## [Tasks to complete]
**a)** Condense the paragraph of the Fargo review that begins "Like a lot of people" into a shorter version that keeps its main facts.
**b)** Extract the passage of the Fargo review from "Like a lot of" up to and including "into cautious optimism.", copying it word for word.

Like a lot of people, I was perplexed when I first heard Fargo was being remade as a tv miniseries (technically re-remade, since it already spawned one unaired pilot). One of the Coen Brothers’ best workers, the film doesn’t exactly lend itself to further exploration with its relatively high body count and stark ending. Beyond that, television doesn’t have a great track record for adapting films to series, with every M*A*S*H that exists being outnumbered by a million Fames. Like the original Fargo’s Jerry Lundegaard, Fargo the show seemed destined to be a loser, but news of its cast started to change that perception, as Coens vet Billy Bob Thornton was announced alongside Martin Freeman, Colin Hanks, Kate Walsh and Bob Odenkirk. I doubt I was the only one whose bewilderment morphed into cautious optimism.
In fact, many of the complaints Fargo fans are likely to have in the first two thirds of the pilot– the lack of a strong, authoritative female presence, in particular– are basically resolved by the episode’s ending, and it’s to the credit of showrunner Noah Hawley and director Adam Bernstein that they’re so willing to gamble on audience expectations that they’d build in what appear to be flaws in the adaptation in order to maximize the impact of the episode’s climax. Like M*A*S*H before it, Fargo is a show that gets what made its source material work for its fans, but also knows exactly what elements can be cast away or reconstructed in order to truly create something different yet tonally faithful. Particularly useful to this is Martin Freeman’s performance as Lester Nygaard, who shares a uniquely Midwestern name and personality with Jerry Lundegaard, but is far more similar to broken Coen favorites like Barton Fink.

[Dataset entries]
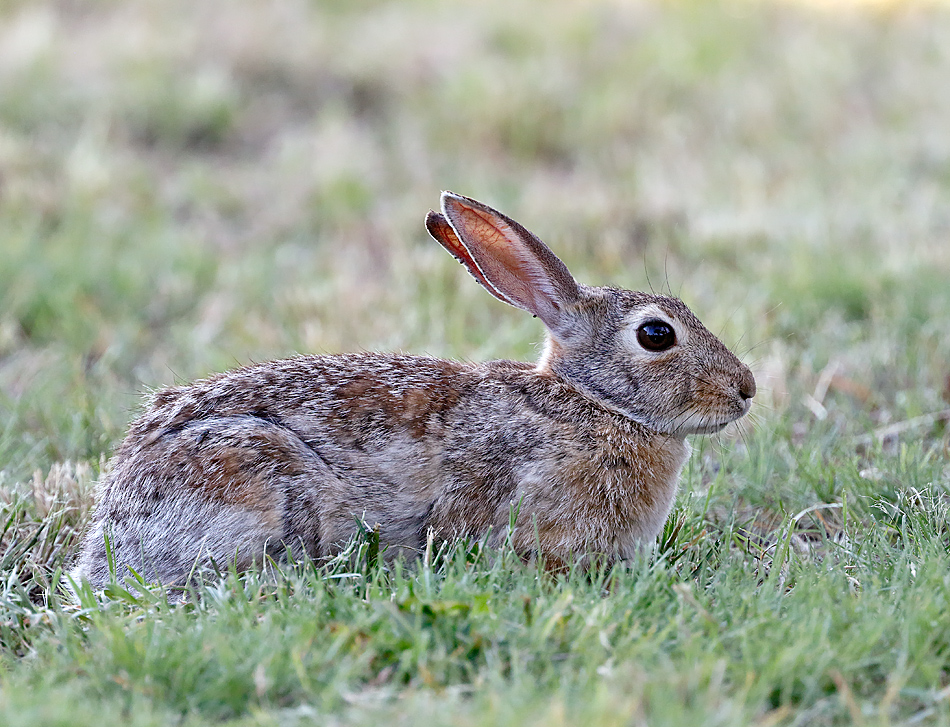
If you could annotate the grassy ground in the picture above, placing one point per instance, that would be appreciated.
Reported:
(185, 186)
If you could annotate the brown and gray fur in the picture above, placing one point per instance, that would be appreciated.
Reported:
(588, 443)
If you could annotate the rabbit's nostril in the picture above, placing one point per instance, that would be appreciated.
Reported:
(747, 385)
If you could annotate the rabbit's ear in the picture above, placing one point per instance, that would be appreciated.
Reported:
(443, 233)
(509, 260)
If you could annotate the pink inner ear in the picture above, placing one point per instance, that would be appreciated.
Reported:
(442, 231)
(501, 254)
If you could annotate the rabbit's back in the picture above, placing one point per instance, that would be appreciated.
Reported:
(292, 454)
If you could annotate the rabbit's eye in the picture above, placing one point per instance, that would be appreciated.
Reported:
(656, 336)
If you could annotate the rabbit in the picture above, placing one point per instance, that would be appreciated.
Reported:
(293, 456)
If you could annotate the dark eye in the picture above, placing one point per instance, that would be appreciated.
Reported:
(656, 336)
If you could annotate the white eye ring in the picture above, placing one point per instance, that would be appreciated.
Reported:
(656, 335)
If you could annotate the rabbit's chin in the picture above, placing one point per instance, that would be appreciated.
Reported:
(702, 427)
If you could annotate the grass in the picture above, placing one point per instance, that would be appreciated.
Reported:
(189, 186)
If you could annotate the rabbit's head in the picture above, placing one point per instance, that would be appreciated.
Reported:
(645, 356)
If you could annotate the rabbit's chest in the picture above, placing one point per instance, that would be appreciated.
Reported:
(612, 495)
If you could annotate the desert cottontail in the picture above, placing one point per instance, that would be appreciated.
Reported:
(587, 444)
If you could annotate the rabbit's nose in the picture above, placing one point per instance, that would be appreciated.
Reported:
(747, 385)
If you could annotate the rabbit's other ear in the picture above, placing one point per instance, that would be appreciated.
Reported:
(443, 233)
(520, 269)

## [Replies]
**a)** I was puzzled at first to hear that Fargo was being remade as a TV miniseries, technically a re-remake, since one unaired pilot already existed. With its fairly high body count and stark ending, the Coen Brothers' film doesn't lend itself to further exploration. Television also has a poor record of turning films into series: for every M*A*S*H there are a million Fames. The show seemed bound to be a loser, like the film's Jerry Lundegaard, until its cast was announced: Coens veteran Billy Bob Thornton, Martin Freeman, Colin Hanks, Kate Walsh and Bob Odenkirk. That news turned my bewilderment into cautious optimism, and I likely wasn't alone.

**b)**
Like a lot of people, I was perplexed when I first heard Fargo was being remade as a tv miniseries (technically re-remade, since it already spawned one unaired pilot). One of the Coen Brothers’ best workers, the film doesn’t exactly lend itself to further exploration with its relatively high body count and stark ending. Beyond that, television doesn’t have a great track record for adapting films to series, with every M*A*S*H that exists being outnumbered by a million Fames. Like the original Fargo’s Jerry Lundegaard, Fargo the show seemed destined to be a loser, but news of its cast started to change that perception, as Coens vet Billy Bob Thornton was announced alongside Martin Freeman, Colin Hanks, Kate Walsh and Bob Odenkirk. I doubt I was the only one whose bewilderment morphed into cautious optimism.